» Work instructions: Please give back the listing exactly, without any of its pictures.

Provided data below:

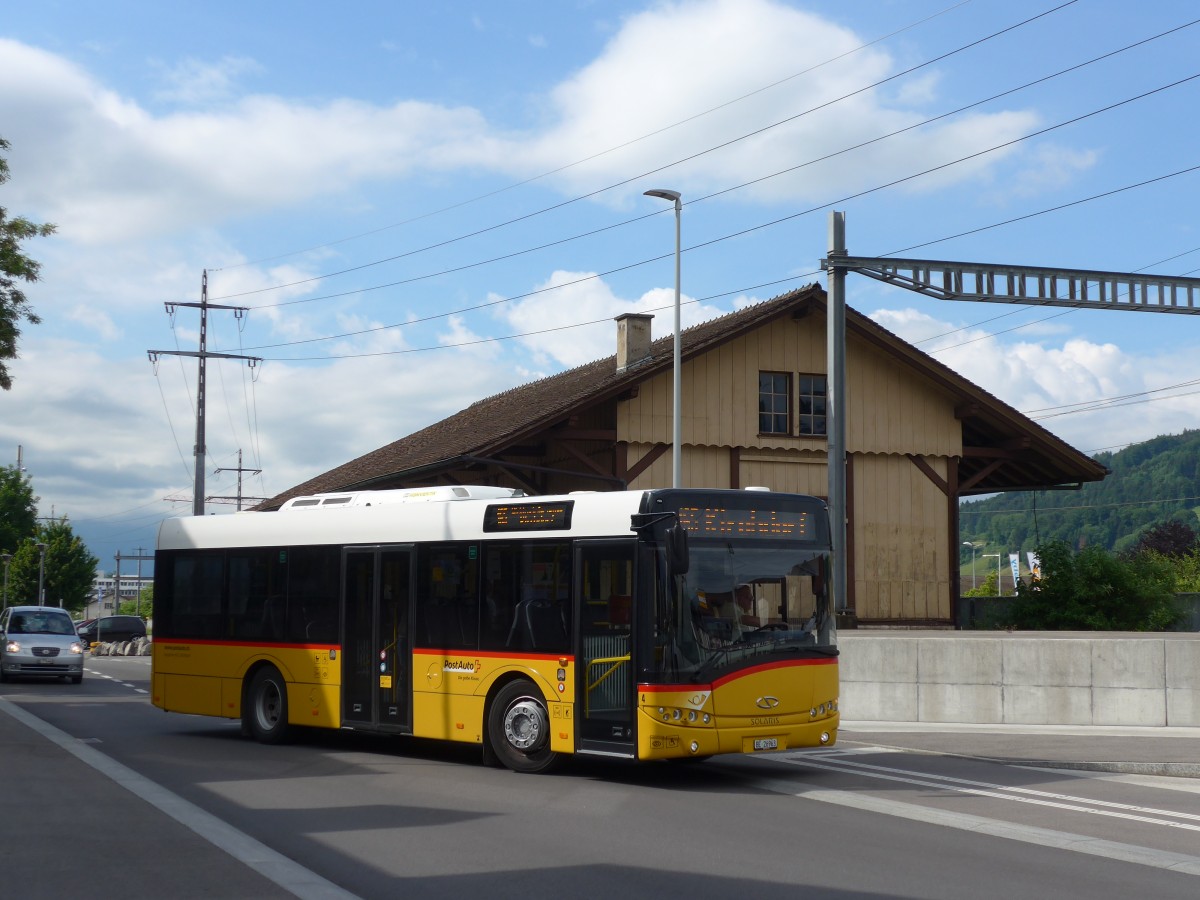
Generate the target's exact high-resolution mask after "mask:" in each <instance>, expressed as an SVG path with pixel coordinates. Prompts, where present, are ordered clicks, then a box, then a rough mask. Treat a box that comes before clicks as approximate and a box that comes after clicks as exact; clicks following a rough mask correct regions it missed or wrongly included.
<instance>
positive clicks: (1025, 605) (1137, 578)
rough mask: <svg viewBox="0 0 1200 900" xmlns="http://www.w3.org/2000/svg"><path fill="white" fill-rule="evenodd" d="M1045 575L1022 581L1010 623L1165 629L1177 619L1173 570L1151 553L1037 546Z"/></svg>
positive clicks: (1113, 628) (1048, 544)
mask: <svg viewBox="0 0 1200 900" xmlns="http://www.w3.org/2000/svg"><path fill="white" fill-rule="evenodd" d="M1037 553H1038V557H1039V559H1040V565H1042V578H1040V580H1038V581H1030V582H1021V583H1020V584H1018V587H1016V596H1015V598H1014V599H1013V602H1012V605H1010V606H1009V608H1008V612H1007V616H1006V617H1007V619H1008V620H1007V622H1006V623H1004V624H1007V625H1010V626H1012V628H1019V629H1027V630H1046V631H1064V630H1070V631H1162V630H1164V629H1166V628H1170V625H1171V624H1172V623H1174V622H1175V619H1176V618H1177V617H1178V612H1177V611H1176V608H1175V593H1174V592H1175V571H1174V569H1172V566H1171V565H1170V563H1169V562H1166V560H1164V559H1162V558H1159V557H1154V556H1153V554H1148V553H1147V554H1136V556H1130V557H1126V558H1121V557H1117V556H1115V554H1114V553H1110V552H1109V551H1106V550H1104V548H1103V547H1098V546H1090V547H1084V548H1082V550H1080V551H1079V552H1074V551H1072V548H1070V546H1069V545H1067V544H1066V542H1063V541H1050V542H1048V544H1043V545H1039V546H1038V550H1037Z"/></svg>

End of Provided data.

» Response area:
Generate the target's exact high-resolution mask after "mask:" in each <instance>, expressed as an SVG path with pixel coordinates. Prompts, where present, are ordered clicks, then a box, then a rough mask. Treat a box that comes before clicks as approximate and a box that comes after clicks as exact; clicks following a rough mask correct regions it missed or wrongly included.
<instance>
positive clicks: (1025, 605) (1137, 578)
rough mask: <svg viewBox="0 0 1200 900" xmlns="http://www.w3.org/2000/svg"><path fill="white" fill-rule="evenodd" d="M1045 575L1022 581L1010 623L1165 629L1177 619L1173 570L1151 553L1037 546Z"/></svg>
positive clicks: (1113, 628) (1048, 544)
mask: <svg viewBox="0 0 1200 900" xmlns="http://www.w3.org/2000/svg"><path fill="white" fill-rule="evenodd" d="M1037 553H1038V557H1039V559H1040V565H1042V578H1040V580H1038V581H1030V582H1021V583H1020V584H1018V587H1016V596H1015V598H1014V599H1013V602H1012V605H1010V606H1009V608H1008V612H1007V616H1006V617H1007V619H1008V620H1007V622H1006V623H1004V624H1007V625H1010V626H1012V628H1019V629H1027V630H1046V631H1064V630H1070V631H1162V630H1164V629H1166V628H1170V625H1171V624H1172V623H1174V622H1175V619H1176V618H1177V617H1178V612H1177V611H1176V608H1175V593H1174V592H1175V571H1174V569H1172V566H1171V565H1170V563H1169V562H1166V560H1164V559H1162V558H1159V557H1154V556H1153V554H1148V553H1147V554H1136V556H1130V557H1126V558H1121V557H1117V556H1115V554H1114V553H1110V552H1109V551H1106V550H1104V548H1103V547H1098V546H1090V547H1084V548H1082V550H1080V551H1079V552H1074V551H1072V548H1070V546H1069V545H1067V544H1066V542H1063V541H1050V542H1048V544H1043V545H1039V546H1038V550H1037Z"/></svg>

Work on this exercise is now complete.